### Aim of the task
Find how many lines below hold "positive", and give that number as the entire answer.

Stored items
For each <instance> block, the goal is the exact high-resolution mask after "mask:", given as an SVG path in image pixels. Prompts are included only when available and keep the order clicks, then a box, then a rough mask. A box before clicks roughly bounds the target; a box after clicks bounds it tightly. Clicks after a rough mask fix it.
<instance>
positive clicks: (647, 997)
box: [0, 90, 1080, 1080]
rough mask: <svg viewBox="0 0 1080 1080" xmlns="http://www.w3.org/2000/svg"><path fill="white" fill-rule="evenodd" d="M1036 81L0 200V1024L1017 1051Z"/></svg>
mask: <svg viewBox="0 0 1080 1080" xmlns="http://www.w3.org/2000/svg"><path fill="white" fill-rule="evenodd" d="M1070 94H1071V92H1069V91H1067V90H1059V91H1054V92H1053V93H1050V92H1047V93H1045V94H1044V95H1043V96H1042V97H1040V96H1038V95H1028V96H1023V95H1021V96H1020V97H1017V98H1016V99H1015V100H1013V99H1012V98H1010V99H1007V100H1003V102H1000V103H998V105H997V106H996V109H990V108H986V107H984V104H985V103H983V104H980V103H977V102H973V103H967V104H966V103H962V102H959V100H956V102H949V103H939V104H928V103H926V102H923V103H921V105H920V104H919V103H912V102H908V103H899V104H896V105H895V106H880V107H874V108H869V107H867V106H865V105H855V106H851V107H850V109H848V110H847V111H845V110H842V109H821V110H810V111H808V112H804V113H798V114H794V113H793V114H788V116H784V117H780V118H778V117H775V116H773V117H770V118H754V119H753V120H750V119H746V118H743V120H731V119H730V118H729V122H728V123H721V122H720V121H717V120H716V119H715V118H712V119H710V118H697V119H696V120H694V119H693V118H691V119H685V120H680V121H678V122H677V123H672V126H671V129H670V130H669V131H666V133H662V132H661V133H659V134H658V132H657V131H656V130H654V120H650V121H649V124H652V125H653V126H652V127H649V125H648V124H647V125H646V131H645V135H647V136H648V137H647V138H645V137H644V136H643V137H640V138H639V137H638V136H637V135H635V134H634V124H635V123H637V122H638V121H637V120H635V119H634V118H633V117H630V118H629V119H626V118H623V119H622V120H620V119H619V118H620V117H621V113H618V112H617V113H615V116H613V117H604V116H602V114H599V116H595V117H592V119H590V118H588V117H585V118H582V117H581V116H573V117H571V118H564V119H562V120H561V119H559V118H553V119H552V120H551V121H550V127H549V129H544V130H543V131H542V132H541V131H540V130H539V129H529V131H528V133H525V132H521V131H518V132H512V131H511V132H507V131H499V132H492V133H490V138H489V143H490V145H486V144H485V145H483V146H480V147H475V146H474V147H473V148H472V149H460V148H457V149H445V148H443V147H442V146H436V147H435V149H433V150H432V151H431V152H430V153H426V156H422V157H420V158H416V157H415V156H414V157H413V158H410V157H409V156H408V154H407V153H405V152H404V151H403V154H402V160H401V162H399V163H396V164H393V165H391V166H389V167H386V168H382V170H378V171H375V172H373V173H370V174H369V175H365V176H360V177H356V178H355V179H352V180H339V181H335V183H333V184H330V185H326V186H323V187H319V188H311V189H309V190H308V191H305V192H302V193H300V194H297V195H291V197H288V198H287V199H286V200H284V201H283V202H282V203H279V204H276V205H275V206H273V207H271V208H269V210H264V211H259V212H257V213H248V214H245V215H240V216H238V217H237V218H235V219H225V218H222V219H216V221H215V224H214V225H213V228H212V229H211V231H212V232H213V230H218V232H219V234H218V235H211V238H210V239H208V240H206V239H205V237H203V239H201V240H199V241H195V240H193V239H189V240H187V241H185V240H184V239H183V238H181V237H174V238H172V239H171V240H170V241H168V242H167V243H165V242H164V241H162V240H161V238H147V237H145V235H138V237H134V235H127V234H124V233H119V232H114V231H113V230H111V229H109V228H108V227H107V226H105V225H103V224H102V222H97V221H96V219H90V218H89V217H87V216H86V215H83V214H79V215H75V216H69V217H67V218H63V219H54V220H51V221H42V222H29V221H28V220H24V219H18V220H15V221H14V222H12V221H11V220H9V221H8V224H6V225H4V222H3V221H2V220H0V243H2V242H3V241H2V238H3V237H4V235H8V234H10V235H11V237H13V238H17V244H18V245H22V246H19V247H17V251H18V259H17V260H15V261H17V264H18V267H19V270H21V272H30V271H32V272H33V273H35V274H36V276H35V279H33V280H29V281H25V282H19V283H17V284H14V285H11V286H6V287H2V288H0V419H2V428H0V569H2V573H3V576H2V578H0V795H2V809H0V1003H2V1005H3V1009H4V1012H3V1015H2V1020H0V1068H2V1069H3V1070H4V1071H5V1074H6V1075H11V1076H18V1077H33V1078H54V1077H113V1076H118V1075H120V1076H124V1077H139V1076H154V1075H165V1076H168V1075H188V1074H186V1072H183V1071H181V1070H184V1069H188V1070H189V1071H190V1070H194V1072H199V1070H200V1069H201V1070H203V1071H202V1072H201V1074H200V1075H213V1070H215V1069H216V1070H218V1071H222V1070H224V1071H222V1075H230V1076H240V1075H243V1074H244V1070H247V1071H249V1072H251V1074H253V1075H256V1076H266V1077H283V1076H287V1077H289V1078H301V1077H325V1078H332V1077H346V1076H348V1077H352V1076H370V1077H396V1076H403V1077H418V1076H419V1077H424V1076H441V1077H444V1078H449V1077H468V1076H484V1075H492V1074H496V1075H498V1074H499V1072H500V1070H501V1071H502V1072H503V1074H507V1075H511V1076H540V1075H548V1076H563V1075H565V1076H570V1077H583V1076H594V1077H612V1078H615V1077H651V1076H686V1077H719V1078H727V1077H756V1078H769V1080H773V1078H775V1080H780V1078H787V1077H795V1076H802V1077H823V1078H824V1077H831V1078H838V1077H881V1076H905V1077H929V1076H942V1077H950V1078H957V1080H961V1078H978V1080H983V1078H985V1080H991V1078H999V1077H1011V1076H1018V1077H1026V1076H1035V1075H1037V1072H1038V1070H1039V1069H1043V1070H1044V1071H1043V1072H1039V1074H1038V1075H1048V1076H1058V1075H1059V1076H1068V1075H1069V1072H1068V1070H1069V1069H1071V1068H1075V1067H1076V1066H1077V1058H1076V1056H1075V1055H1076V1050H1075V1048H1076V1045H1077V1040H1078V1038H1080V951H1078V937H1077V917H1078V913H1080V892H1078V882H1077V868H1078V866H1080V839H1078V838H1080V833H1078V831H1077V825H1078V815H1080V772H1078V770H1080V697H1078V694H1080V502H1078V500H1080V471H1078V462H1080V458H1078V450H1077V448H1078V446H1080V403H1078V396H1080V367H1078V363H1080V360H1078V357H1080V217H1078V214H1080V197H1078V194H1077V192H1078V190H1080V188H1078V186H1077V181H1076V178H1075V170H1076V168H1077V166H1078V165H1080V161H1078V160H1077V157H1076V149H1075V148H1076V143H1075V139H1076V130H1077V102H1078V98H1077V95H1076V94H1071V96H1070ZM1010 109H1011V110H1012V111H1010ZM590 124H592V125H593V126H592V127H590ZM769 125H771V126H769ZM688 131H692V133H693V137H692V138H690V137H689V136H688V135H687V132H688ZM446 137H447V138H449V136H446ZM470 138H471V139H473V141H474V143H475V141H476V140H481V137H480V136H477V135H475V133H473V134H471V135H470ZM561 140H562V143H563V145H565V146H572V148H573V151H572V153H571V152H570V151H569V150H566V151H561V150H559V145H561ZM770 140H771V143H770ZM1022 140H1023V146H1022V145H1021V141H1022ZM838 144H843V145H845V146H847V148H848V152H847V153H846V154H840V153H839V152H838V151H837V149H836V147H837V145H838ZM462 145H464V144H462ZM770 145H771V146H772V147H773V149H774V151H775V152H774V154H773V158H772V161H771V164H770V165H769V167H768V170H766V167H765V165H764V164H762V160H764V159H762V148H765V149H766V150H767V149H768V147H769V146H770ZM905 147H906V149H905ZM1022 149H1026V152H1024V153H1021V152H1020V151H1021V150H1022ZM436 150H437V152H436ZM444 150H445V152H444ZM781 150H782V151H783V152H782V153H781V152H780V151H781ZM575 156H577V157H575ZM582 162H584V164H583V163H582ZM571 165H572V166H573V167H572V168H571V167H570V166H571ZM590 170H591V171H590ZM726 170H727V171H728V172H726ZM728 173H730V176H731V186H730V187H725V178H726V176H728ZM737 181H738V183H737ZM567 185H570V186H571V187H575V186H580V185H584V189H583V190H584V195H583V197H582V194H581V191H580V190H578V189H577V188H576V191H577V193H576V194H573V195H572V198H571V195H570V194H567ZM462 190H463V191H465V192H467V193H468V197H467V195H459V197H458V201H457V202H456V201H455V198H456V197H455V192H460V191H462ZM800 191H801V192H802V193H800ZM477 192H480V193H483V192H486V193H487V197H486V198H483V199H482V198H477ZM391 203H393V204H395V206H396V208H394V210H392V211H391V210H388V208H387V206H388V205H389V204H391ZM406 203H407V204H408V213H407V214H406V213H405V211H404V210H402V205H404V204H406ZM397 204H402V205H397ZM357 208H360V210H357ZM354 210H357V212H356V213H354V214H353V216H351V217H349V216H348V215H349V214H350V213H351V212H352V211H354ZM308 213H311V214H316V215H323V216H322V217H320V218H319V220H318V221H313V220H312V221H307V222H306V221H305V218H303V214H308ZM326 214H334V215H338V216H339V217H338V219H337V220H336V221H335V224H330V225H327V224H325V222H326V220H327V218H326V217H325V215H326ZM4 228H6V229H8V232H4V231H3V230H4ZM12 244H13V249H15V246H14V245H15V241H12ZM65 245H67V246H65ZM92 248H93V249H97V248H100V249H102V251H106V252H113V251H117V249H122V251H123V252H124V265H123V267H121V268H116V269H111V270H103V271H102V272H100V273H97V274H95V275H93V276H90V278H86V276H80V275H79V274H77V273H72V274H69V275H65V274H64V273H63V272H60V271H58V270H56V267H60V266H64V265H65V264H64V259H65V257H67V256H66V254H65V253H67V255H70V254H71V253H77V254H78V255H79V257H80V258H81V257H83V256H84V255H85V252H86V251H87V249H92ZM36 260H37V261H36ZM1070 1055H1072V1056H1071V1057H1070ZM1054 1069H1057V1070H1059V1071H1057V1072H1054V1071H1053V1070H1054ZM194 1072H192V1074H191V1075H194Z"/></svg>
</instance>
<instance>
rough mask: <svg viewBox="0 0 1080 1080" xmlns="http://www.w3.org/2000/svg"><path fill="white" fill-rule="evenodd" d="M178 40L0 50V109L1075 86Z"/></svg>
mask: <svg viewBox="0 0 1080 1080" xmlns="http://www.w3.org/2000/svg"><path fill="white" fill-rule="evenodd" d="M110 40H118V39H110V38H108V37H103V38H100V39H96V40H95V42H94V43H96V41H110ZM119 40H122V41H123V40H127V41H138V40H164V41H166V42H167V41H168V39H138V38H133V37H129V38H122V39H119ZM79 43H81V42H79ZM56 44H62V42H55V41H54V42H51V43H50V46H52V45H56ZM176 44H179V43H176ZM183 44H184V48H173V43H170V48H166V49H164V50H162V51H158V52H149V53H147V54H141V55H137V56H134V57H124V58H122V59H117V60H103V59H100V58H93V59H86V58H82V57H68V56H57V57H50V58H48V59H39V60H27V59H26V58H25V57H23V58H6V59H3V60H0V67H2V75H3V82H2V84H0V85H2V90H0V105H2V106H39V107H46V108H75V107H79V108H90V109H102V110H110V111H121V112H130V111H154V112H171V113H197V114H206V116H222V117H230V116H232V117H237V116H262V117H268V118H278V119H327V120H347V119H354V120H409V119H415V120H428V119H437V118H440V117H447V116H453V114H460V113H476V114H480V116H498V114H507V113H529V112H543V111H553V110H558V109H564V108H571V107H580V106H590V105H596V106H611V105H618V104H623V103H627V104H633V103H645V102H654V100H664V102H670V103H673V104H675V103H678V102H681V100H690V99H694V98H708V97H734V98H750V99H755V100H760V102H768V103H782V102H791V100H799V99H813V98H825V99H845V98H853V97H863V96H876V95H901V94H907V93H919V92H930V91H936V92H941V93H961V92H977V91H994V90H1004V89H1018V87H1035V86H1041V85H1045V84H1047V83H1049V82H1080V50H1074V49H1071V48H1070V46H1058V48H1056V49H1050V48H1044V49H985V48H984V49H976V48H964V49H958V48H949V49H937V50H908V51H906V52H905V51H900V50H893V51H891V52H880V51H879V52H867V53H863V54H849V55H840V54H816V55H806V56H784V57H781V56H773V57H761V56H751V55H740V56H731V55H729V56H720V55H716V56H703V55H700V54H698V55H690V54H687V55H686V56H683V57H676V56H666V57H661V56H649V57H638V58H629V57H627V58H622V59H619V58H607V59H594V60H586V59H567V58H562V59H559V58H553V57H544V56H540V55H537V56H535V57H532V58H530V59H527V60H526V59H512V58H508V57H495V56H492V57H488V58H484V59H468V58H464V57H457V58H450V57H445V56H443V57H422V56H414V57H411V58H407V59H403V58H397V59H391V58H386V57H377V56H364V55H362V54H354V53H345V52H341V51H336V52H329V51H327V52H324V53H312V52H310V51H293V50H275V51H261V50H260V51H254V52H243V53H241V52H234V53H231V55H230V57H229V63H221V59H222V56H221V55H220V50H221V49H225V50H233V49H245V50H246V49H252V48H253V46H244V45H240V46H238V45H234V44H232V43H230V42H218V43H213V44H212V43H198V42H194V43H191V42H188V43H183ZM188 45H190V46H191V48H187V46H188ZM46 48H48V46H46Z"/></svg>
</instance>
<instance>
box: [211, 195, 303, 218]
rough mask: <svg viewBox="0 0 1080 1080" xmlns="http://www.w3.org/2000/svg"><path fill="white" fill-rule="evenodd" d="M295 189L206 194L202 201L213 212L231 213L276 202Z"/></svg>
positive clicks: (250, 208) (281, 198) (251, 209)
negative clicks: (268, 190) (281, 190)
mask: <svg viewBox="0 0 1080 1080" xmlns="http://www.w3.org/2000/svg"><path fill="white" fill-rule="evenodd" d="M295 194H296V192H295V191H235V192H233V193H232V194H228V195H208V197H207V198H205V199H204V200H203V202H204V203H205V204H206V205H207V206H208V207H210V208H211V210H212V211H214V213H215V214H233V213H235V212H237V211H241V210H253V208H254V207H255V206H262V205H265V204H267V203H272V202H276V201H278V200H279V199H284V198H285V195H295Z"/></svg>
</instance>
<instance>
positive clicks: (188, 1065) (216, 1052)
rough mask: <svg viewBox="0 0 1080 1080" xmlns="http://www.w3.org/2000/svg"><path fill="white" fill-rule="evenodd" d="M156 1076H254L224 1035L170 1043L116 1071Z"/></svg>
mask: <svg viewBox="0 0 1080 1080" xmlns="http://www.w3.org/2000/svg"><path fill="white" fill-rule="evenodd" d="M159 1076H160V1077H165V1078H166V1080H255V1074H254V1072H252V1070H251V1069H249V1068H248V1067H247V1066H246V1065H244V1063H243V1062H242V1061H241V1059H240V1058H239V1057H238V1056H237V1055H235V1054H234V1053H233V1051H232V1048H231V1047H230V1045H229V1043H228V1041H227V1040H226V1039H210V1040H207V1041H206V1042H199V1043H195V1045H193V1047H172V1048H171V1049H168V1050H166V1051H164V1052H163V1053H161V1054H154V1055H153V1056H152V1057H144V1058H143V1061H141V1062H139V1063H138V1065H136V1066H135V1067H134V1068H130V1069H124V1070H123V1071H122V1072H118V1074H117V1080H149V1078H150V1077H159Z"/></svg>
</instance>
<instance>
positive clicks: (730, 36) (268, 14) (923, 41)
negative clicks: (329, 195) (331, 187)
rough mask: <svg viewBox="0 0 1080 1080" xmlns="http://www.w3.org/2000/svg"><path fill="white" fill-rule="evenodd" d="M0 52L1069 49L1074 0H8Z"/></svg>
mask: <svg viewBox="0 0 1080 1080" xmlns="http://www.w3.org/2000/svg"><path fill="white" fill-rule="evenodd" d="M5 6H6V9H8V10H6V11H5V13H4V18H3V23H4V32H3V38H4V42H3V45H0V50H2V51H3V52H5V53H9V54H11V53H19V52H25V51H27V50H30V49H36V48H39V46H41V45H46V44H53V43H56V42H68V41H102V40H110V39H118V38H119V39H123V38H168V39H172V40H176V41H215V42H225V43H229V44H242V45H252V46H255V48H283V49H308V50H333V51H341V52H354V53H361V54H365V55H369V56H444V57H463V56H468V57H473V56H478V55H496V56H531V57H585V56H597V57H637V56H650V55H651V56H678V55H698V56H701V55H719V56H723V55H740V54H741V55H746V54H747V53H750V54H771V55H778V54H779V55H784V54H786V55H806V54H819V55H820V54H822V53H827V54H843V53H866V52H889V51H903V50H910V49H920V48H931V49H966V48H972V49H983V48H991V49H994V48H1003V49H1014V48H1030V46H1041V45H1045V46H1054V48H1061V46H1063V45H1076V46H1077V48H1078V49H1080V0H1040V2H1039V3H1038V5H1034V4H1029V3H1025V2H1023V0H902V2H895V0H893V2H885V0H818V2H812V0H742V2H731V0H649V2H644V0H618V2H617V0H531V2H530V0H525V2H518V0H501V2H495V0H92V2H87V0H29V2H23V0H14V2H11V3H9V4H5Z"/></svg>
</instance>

### Task response
4